_Задание_:
По приведённому отрывку ответьте на вопросы:
1. Какой журнал был спрятан в свёрнутой «Правде»?
2. Кто смотрел на рассказчика и Дегтя с обложки, когда Деготь захлопнул журнал?
3. Благодаря чьей протекции Деготь устроился на работу?

_Приведённый отрывок_:

Время стыдиться этой «публицистики» еще не пришло. Я с легкостью оправдывал сомнительные средства высокой целью.

Зато Деготь подсовывал мне запрещенную литературу — от Роже Гароди до свежих номеров западных журналов, с упоением переводил мне с французского подписи к карикатурам и политические анекдоты.

При встречах он вел себя так, словно за нами гнались с ищейками. Деготь выбирал для наших прогулок самые мрачные проходные дворы и самые пустынные станции метро. Стоило в радиусе 20 метров появиться убогой старушонке, как Володя резко менял тему разговора с повышением голоса, с наигранным интересом начинал рассматривать камушки в мозаичных глазах метрополитеновской колхозницы или выразительно откашливаться и сморкаться, смешно фыркать, предупреждая меня тем самым о надвигающейся «опасности». Одутловатый, с веселым, но настороженным взглядом, он походил на агента империалистических разведок больше, чем все известные мне антисоветчики, вместе взятые.

Он всегда опаздывал. Прихрамывая на больную ногу, закованную в ортопедический башмак, с широкой извиняющейся улыбкой он скатывался с эскалатора, высвобождал и нелепо выбрасывал для объятия одну руку — другой он стискивал сверток, портфель или авоську. Его неуклюжесть забавляла — если бы он носил бороду, она не вылезала бы из борща.

Однажды он увлек меня в конец платформы на последнюю скамейку и, предвкушая мой восторг, вытащил из авоськи свернутую в трубочку «Правду».

— Вы что, решили провести среди меня политинформацию? — поспешил я с издевкой.

— Да подожди ты шутить, разверни.

«Правда» оказалась камуфляжем свежего номера «Пари Матч». А там — на целый разворот коллаж из… голых задниц — штук 80. Я из вежливости улыбнулся, а Деготь огорчился, не обнаружив ожидаемой реакции.

— Да ты присмотрись, голова садовая, это же настоящее искусство. Я никогда не думал, что у каждой жопы свое лицо. — Он был так захвачен открытием, что не заметил стоявшего в двух метрах пассажира. Покрывшись испариной, он суетливо захлопнул журнал. Теперь с обложки на нас смотрели улыбающиеся друг другу Брежнев и Чаушеску.

Деготь презирал всю советскую литературу оптом и в розницу.

— Я агитки не читаю.

Мне было обидно за Евтушенко и Окуджаву.

— А «Бабий Яр»?

— Такая же агитка, только с дешевым пафосом. Вот когда твой Евтушенко опустит свой «Яр» в избирательную урну вместо бюллетеня с собственноручной подписью, вот тогда мы и поговорим.

— А вы бы опустили?

— А я и не претендую на лавры праведника. Мне мое прозрение стоило тоже немало.

Деготь едва сводил концы с концами. На службе его всерьез не принимали, понукали, а за спиной посмеивались. На работу он устроился благодаря протекции Ворошилова, но дослужиться до старшего научного он и не мечтал.

_Записи_:
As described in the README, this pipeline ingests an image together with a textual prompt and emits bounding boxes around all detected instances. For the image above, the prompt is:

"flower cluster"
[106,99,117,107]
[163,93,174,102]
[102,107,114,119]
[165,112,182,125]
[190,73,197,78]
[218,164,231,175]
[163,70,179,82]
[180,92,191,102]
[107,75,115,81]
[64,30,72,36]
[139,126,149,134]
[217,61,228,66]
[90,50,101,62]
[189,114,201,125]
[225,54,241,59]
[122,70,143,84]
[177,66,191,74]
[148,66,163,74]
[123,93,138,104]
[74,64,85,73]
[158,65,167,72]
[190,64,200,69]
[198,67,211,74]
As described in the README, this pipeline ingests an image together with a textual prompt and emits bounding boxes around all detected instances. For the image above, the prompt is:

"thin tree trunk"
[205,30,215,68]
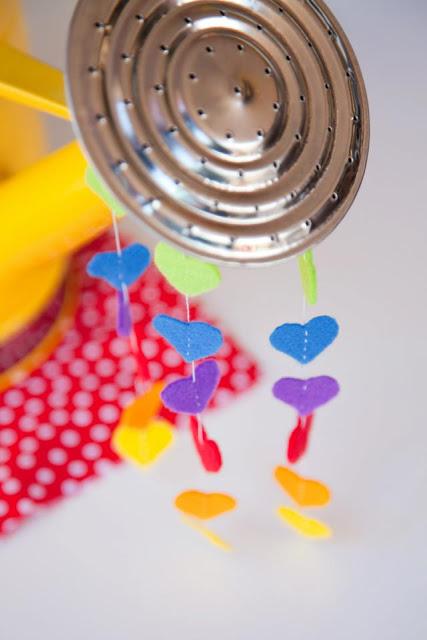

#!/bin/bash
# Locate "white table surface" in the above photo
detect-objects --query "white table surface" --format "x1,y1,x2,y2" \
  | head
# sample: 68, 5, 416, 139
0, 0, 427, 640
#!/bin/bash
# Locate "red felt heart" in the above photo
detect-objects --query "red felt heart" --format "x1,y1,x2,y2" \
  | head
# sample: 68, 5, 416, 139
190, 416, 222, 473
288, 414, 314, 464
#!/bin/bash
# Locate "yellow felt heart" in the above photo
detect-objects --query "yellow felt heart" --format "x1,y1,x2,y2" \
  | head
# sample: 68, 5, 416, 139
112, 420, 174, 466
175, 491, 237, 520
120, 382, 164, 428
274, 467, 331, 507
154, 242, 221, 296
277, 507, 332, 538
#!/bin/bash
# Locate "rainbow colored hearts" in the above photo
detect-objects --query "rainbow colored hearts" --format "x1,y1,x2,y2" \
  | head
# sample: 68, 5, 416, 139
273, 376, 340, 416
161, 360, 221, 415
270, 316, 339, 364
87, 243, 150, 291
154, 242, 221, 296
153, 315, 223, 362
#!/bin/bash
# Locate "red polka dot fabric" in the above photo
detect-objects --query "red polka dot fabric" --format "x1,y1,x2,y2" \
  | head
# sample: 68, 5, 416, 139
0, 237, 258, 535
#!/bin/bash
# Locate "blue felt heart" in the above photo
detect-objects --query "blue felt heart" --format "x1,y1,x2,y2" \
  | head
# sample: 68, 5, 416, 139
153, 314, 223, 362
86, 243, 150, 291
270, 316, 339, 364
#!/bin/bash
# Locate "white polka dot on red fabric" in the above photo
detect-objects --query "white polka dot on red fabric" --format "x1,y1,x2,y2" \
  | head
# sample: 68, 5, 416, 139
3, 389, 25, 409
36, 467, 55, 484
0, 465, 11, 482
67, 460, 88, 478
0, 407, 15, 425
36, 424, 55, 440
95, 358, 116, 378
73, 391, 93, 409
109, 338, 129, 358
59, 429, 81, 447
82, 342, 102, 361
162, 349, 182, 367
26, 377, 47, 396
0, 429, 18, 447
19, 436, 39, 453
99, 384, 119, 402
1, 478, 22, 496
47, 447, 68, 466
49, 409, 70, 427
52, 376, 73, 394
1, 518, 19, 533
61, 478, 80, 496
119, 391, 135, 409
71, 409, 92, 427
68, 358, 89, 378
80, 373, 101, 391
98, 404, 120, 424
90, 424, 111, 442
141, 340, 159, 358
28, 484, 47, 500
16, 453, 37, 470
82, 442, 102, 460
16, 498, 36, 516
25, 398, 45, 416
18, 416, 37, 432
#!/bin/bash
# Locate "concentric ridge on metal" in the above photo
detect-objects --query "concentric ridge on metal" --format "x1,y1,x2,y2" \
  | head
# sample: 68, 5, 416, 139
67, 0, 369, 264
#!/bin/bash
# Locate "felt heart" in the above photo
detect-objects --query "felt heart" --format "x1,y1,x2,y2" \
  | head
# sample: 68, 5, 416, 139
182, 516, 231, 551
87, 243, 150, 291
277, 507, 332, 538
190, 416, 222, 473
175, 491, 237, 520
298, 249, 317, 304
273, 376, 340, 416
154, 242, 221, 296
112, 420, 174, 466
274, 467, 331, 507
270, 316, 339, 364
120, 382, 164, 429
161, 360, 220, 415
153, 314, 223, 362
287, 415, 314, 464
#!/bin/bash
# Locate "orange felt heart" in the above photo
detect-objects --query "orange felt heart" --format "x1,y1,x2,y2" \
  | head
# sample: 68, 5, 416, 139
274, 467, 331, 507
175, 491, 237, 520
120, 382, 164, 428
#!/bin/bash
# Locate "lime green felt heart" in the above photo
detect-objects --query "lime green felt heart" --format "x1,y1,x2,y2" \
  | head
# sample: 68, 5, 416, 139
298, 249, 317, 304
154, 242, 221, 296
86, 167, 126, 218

* * *

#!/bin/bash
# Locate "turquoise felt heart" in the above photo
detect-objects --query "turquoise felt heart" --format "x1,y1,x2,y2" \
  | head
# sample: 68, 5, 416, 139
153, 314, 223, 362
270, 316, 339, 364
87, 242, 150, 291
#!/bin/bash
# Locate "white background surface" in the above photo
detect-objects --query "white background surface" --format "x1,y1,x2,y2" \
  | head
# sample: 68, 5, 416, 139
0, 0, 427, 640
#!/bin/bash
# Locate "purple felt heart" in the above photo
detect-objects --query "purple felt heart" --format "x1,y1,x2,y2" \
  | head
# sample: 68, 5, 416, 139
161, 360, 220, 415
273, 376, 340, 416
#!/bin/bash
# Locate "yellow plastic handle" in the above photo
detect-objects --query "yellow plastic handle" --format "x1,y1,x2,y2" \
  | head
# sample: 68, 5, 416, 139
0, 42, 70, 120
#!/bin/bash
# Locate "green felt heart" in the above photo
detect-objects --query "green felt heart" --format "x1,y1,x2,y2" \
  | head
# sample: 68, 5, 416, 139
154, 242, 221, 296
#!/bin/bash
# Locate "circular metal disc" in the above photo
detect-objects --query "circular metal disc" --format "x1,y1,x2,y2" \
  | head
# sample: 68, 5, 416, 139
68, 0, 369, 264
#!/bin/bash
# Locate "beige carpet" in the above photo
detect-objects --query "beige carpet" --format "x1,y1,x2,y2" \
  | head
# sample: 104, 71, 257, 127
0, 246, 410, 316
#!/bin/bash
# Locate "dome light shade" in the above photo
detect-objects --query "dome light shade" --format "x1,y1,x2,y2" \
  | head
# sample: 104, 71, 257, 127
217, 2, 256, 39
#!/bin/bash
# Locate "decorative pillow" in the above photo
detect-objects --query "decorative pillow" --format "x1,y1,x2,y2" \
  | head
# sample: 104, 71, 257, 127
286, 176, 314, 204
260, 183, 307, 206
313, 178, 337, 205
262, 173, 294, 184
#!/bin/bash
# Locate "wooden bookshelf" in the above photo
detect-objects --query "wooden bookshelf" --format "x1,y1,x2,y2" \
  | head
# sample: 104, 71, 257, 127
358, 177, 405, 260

_Готовый ответ_:
1. «Пари Матч».
2. Брежнев и Чаушеску.
3. Ворошилова.